:: Your tasks ::
- A) In the excerpt on criminal background checks in hiring, why would some trucking and industrial employers not exclude applicants with past convictions? Answer in one to three sentences.
- B) Extend the piece on criminal background checks in hiring, beginning after its final sentence.

┌─ Text excerpt

The fast-growing use of criminal background checks casts an extraordinarily wide net, potentially ensnaring millions of Americans who have an arrest or other record that shows up in a routine check,” said Christine Owens, executive director of the National Employment Law Project.  “These background checks are supposed to promote safety in the workplace, but many employers have gone way overboard, refusing to even consider highly qualified applicants just because of an old arrest or conviction.  They’re not even bothering to ask what the arrest or conviction was for, how far in the past it was, whether it’s in any way related to the job, or what the person has done with his or her life since,” said Owens.
I found this alarming.  I also found this odd.   For one thing the Fair Credit Reporting Act (FCRA) and various labor laws, both state and federal, place limitations on the length of time conviction records can be considered for employment purposes.  Not only is the length of time a factor, but the actual crime can be a factors as well. Misdemeanors are given more leniencies in some states as well as first offender.

That being said, most of our clients often do not take into consideration old criminal records. At least they don’t rule an employment applicant ineligible only because of a criminal past. Of course, violent felonies can give employers pause, but misdemeanors and infractions don’t seem to carry the gravitas that this report would intimate.   Most employers that we service are far more concerned about skill sets and employee reliability than distant infractions and felonies.  In certain industries, trucking, industrial, criminal records are fairly common and, frankly, certain employers wouldn’t have a workforce if they excluded job applicants with past convictions.

└─
┌─ Data shown

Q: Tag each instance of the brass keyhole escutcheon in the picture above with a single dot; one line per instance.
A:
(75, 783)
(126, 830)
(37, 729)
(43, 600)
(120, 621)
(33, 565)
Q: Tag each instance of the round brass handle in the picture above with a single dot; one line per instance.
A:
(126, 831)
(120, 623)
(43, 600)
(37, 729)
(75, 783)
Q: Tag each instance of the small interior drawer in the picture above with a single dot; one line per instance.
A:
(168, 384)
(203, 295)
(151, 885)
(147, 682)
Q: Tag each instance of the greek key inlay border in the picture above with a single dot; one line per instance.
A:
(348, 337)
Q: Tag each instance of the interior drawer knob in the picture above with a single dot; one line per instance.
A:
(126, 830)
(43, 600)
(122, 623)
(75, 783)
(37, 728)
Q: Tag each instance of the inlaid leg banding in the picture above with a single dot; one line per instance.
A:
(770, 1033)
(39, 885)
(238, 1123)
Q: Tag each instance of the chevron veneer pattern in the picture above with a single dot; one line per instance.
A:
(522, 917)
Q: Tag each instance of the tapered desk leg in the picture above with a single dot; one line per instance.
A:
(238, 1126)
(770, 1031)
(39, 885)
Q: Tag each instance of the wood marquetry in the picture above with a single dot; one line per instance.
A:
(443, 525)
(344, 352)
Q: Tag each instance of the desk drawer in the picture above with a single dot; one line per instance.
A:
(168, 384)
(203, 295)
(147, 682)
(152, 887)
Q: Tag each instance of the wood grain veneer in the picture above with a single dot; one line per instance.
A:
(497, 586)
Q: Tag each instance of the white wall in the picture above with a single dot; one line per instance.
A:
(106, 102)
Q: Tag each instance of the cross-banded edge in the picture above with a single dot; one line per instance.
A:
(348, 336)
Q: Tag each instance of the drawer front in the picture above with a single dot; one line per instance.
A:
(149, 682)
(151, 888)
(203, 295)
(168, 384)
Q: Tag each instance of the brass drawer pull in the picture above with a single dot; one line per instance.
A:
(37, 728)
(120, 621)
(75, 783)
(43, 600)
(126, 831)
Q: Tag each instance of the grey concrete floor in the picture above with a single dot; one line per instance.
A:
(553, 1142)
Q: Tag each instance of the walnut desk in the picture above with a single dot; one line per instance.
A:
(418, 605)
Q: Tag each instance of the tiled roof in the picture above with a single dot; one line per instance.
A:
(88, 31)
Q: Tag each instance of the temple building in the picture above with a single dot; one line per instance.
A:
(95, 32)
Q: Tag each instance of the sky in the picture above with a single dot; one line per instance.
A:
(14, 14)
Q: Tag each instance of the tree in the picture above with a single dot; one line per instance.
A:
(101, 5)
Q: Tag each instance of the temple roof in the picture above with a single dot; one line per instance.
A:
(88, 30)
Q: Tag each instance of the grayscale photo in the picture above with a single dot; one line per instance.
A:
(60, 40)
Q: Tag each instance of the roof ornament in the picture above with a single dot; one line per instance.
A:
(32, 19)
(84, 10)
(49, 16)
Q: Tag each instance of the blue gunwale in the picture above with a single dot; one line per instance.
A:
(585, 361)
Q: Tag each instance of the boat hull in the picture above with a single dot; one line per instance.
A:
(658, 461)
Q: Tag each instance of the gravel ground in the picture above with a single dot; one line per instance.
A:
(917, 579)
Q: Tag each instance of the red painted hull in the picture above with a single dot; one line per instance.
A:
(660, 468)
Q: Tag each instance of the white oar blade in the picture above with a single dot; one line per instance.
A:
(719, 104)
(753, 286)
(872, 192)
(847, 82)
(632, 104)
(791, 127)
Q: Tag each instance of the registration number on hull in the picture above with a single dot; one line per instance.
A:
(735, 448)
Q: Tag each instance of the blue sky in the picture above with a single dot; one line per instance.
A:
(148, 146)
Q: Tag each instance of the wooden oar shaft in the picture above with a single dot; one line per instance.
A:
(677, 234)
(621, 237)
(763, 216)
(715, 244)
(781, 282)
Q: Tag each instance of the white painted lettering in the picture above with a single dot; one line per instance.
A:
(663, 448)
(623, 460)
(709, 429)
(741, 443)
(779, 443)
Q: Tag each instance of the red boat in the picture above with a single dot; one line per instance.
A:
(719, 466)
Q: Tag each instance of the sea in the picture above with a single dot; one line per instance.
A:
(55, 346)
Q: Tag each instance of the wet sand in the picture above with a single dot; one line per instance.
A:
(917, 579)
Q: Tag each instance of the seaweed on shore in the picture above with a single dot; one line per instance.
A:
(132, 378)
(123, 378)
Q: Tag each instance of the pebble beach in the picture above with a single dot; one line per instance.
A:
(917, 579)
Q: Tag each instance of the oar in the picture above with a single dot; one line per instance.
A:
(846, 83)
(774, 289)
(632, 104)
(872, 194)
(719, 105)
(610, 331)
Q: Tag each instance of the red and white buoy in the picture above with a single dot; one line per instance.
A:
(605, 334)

└─

:: Responses to the tasks ::
- A) In trucking and industrial work, criminal records are fairly common among job applicants. If those employers excluded applicants with past convictions, they wouldn't have a workforce.

- B)
As I noted, violent crimes are another matter.   Employers when conducting employment screening will be much more discerning about violent crimes in an employment candidate’s background check.  The fear of course is not so much what the employee did in the past, but whether or not he would act out on the job.   Workplace violence is always a major consideration.  That being said, employees with violent criminal histories may not be the ones to act out on the job.  In fact, in some cases they become models of restraint, realizing any violent action, plus their past history would most definitely cause them to lose their jobs.

In fairness to the NELP  report, it does list prominent companies who advertise positions on Craig’s List and specify that those with criminal records need not apply.   Having no idea what the policies of these companies are, it’s not my place to give an opinion of their practices.  I do know that in most cases criminal records are neither violent or extensive.  They are often modest infractions.

I have known a few people who  when younger got themselves in trouble when they were younger and then straightened out their lives and went on to become reputable employees.   Some of these people became professionals, or key managers, professors and deans at universities.   It is hardly above the pale that someone messes up at one point and then turns around his life.   So denying people second chances, or denying them employment, doesn’t make sense.

It is not a perfect world, after all.  In case you haven’t noticed.

As one client said. ..”Hey, he was the best man for the job.  Had the skill sets I needed.   Because he did something fifteen years ago, what do I care?”